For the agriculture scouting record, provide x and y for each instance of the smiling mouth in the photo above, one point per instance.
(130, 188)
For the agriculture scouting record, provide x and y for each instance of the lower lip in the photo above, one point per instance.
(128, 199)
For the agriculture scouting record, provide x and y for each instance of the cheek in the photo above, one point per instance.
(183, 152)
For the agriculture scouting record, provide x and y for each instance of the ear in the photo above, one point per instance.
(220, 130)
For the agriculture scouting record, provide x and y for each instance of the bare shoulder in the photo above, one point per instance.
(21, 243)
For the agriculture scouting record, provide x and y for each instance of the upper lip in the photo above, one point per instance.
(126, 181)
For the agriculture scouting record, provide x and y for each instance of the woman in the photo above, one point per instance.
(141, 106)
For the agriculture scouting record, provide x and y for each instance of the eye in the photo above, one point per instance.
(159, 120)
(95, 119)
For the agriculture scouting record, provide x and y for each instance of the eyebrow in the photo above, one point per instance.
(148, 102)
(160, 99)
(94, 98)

= ACTIVITY =
Beginning with the first line, transcribe the complete listing exactly.

= SOLUTION TO THIS PROBLEM =
For the agriculture scouting record, provide x and y for each instance of the smiling mouth in the photo above, one point per instance.
(130, 188)
For the agriculture scouting record, provide x and y for each instance of the lower lip in the photo above, one point per instance.
(128, 199)
For the agriculture scouting record, provide x and y for each instance of the cheek in the photo above, one point per instance.
(183, 152)
For the agriculture scouting record, provide x and y for each instance of the ear in the photo above, one point per instance.
(220, 130)
For the agriculture scouting record, provide x and y for each instance of the bare shoulder in the photo above, one point per instance.
(21, 243)
For the agriculture scouting record, provide x and y for each instance of the upper lip in the photo above, one point per instance.
(126, 181)
For the agriculture scouting record, provide x and y for each instance of the woman in the photo above, one point per instance.
(141, 106)
For the agriculture scouting record, provide x and y for each instance of the eye in the photo above, one point per instance.
(159, 120)
(95, 119)
For the agriculture scouting record, provide x and y for each instance of the eyebrow in the photo above, one point per instance.
(148, 102)
(160, 99)
(94, 98)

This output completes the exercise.